Work item: From the line with "Point to the eagle's leg." to the final line of the data below, please write out every line exactly, with no pictures.

Dataset records:

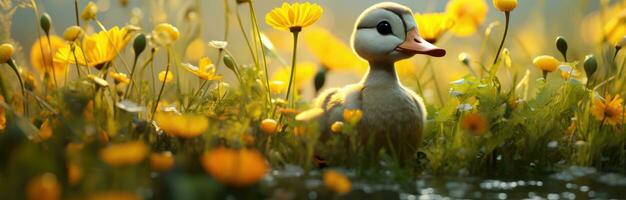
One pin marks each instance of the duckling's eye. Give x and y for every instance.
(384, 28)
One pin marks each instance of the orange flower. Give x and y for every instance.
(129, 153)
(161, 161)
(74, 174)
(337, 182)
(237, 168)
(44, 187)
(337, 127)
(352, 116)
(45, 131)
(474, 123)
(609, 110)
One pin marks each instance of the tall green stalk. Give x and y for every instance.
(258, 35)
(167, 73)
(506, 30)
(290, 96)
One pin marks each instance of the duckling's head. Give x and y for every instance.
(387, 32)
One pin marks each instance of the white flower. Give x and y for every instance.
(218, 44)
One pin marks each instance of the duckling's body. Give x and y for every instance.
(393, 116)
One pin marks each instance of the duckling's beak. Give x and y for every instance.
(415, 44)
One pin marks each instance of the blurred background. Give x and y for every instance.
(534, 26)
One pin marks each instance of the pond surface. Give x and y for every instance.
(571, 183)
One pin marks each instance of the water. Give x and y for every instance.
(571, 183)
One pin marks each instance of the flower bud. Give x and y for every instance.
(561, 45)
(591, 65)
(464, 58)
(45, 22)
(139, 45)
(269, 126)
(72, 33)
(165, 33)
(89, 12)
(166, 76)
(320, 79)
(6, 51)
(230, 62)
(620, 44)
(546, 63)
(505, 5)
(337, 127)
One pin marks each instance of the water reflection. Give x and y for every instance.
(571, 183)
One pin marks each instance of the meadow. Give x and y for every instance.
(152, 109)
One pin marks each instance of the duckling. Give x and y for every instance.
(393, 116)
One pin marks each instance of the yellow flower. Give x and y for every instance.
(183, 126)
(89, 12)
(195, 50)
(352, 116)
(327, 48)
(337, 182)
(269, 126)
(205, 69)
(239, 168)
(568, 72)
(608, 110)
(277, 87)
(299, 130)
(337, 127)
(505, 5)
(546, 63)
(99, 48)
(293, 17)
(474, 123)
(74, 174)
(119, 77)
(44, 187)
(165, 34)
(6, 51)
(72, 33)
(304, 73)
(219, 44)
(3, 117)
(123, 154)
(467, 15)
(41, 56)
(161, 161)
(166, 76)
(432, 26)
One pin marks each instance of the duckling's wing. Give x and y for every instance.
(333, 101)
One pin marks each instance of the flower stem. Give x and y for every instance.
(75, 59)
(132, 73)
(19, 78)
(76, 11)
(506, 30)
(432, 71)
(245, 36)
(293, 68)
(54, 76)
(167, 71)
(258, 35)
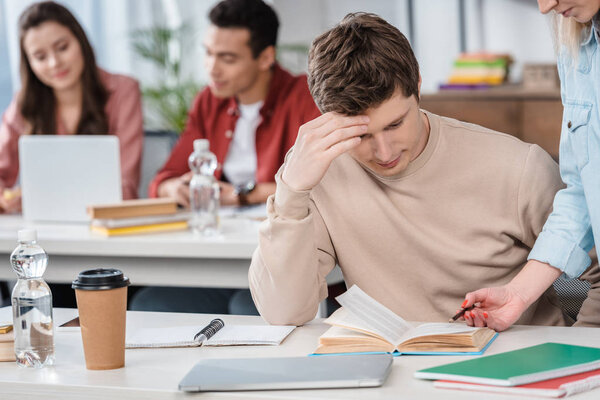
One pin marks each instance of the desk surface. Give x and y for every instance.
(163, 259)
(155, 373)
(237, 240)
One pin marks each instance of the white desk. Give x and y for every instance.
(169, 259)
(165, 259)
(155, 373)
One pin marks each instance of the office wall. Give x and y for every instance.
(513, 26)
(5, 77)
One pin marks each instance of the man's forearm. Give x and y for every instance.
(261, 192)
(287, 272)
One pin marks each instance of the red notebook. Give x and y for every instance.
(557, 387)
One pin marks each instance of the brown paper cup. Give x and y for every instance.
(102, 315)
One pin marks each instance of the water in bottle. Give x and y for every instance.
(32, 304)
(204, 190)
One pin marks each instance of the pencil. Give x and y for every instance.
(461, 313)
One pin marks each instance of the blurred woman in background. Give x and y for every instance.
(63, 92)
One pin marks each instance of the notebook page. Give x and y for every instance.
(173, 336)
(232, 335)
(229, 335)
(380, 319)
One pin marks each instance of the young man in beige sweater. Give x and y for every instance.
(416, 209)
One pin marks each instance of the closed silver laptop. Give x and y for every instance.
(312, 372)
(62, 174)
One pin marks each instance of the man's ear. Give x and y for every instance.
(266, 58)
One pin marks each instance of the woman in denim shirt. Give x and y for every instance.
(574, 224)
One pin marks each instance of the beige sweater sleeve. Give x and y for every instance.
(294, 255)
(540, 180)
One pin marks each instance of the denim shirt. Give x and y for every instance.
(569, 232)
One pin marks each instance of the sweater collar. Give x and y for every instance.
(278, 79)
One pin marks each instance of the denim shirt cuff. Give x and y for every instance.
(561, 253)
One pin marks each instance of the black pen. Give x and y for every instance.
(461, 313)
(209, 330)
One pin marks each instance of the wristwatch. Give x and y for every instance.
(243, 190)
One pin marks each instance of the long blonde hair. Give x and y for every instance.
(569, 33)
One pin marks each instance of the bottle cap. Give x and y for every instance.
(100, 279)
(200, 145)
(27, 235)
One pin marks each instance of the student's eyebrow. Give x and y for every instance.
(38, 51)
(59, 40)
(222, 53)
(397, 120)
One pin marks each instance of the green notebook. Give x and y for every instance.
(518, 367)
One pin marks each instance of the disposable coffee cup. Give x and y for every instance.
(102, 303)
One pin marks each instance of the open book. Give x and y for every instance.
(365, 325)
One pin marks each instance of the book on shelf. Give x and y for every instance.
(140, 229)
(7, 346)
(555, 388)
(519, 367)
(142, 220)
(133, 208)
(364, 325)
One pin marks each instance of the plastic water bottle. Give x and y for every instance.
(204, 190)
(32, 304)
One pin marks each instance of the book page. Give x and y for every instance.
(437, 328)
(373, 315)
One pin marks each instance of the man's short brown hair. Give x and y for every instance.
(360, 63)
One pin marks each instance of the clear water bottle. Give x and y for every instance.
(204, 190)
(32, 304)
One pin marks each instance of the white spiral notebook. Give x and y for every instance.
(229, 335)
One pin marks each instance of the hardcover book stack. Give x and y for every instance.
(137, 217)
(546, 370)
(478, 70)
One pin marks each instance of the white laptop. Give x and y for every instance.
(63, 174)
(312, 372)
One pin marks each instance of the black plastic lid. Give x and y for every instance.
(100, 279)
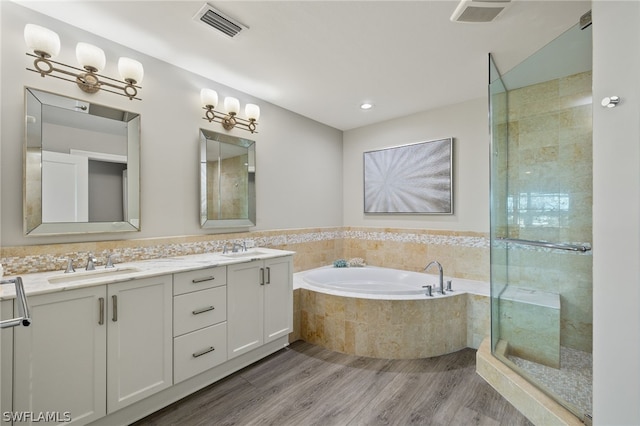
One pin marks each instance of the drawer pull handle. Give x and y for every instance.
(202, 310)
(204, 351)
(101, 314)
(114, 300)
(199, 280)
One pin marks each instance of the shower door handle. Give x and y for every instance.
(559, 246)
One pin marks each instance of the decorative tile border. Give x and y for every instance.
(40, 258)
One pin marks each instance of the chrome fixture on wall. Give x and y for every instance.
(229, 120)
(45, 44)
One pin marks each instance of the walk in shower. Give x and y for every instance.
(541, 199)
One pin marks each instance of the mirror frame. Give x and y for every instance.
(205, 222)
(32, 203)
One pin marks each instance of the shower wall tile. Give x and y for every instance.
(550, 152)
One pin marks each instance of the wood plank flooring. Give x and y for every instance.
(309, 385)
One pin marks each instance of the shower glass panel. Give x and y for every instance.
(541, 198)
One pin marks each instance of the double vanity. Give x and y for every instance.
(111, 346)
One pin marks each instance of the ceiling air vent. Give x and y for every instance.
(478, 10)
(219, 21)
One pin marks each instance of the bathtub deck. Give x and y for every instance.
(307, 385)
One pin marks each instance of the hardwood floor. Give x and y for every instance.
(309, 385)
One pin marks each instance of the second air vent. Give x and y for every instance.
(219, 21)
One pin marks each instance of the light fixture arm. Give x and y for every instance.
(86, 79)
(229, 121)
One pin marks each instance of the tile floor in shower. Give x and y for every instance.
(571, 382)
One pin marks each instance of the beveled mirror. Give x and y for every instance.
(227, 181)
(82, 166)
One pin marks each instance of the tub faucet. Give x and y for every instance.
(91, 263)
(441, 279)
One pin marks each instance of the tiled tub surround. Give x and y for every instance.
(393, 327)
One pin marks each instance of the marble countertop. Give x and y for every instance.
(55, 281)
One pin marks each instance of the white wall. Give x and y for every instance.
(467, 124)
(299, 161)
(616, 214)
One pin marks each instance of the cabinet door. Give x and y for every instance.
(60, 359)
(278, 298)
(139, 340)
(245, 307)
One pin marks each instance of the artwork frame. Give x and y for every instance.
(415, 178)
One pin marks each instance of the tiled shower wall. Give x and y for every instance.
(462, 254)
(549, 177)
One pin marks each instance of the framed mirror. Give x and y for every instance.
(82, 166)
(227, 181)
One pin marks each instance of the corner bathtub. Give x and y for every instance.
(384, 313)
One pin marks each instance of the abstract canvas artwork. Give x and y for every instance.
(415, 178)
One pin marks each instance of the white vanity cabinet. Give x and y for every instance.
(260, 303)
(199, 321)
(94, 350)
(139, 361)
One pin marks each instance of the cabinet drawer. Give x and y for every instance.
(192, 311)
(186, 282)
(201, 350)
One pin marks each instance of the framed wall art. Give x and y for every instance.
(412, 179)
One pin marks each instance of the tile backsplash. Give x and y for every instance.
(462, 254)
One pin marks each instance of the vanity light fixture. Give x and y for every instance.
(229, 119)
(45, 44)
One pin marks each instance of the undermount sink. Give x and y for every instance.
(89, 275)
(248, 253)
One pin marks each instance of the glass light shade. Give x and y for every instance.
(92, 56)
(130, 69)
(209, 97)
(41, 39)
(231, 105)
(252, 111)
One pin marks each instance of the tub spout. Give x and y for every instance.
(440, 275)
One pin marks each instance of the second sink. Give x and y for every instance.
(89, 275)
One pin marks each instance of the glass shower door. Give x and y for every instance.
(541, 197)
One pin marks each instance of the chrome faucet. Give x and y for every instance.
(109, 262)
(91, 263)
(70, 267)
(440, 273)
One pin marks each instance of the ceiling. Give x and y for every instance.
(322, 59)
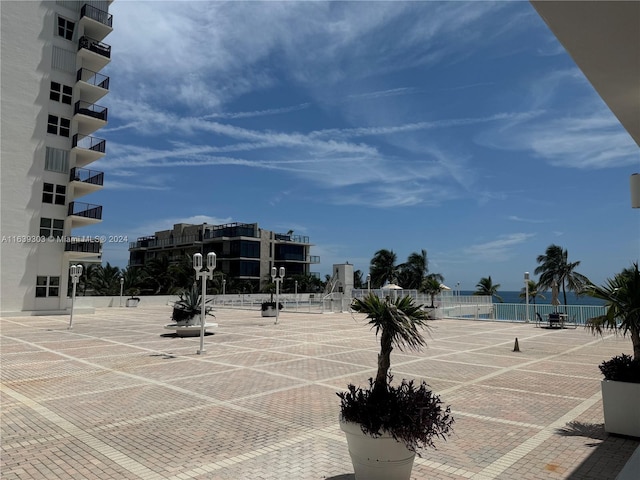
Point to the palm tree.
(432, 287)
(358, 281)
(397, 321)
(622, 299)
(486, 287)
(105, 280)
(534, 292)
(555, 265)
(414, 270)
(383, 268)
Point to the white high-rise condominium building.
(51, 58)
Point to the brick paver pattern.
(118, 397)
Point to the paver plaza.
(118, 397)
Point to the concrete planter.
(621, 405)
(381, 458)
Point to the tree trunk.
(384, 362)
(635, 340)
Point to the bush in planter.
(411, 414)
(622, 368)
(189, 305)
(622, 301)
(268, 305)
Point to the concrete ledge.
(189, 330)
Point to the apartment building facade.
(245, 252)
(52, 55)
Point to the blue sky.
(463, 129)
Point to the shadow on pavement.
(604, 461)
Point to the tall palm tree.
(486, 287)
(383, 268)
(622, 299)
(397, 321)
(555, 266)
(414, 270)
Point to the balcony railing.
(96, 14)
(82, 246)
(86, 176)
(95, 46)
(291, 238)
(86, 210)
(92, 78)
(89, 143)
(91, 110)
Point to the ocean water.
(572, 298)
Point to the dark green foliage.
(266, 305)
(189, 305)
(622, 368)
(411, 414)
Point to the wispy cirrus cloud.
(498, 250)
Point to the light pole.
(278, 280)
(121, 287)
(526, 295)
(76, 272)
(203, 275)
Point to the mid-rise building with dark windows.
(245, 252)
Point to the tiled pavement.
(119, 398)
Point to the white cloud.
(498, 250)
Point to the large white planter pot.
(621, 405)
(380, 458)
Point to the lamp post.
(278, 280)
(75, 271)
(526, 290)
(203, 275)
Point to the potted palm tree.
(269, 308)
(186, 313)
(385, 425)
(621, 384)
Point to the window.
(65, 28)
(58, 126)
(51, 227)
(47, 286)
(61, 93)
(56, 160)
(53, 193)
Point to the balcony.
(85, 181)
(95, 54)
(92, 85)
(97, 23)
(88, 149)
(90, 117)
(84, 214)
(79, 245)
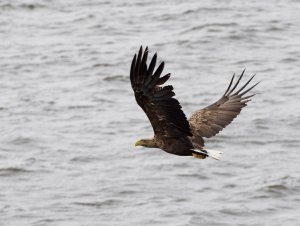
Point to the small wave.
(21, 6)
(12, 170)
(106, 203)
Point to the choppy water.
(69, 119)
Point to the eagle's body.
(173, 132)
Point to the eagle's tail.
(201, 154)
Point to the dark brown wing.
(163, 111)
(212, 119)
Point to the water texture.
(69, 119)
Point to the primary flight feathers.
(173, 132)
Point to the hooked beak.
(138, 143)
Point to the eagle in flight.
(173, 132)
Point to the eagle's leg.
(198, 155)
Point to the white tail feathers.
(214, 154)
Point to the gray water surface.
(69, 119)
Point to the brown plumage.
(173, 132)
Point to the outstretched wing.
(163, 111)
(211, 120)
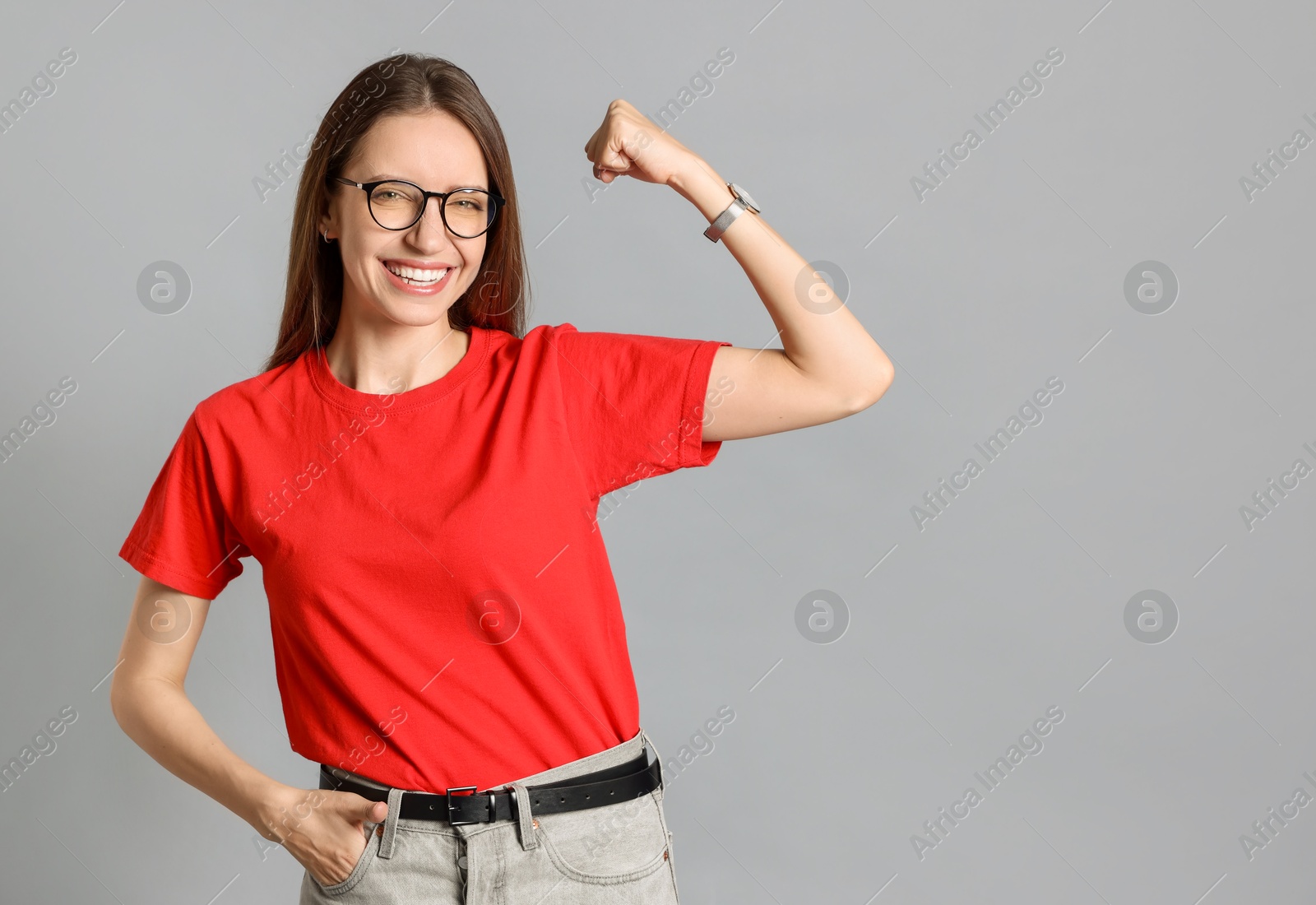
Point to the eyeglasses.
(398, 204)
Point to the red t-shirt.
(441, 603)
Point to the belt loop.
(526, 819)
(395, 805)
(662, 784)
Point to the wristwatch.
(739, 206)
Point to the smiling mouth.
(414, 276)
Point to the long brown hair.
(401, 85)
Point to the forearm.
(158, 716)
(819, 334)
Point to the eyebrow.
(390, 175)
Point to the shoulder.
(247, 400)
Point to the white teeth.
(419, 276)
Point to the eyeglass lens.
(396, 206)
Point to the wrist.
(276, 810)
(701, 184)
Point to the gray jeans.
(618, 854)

Exercise output:
Point to the eagle's leg.
(198, 155)
Point to the white tail feathers.
(214, 154)
Point to the gray water surface.
(69, 119)
Point to the brown plumage.
(173, 132)
Point to the outstretched wing.
(163, 111)
(211, 120)
Point to the eyeglasses.
(398, 204)
Point to the red t-shirt.
(441, 603)
Point to the belt loop.
(526, 819)
(395, 805)
(662, 784)
Point to the wristwatch.
(739, 206)
Point to the smiling mouth.
(414, 276)
Point to the long brown hair.
(401, 85)
Point to the forearm.
(158, 716)
(819, 334)
Point to the eyebrow.
(390, 175)
Point to the shoulder.
(247, 400)
Point to the white teeth.
(419, 276)
Point to the eyeglass lens.
(396, 206)
Point to the wrist.
(276, 810)
(701, 184)
Point to the gray jeans.
(618, 854)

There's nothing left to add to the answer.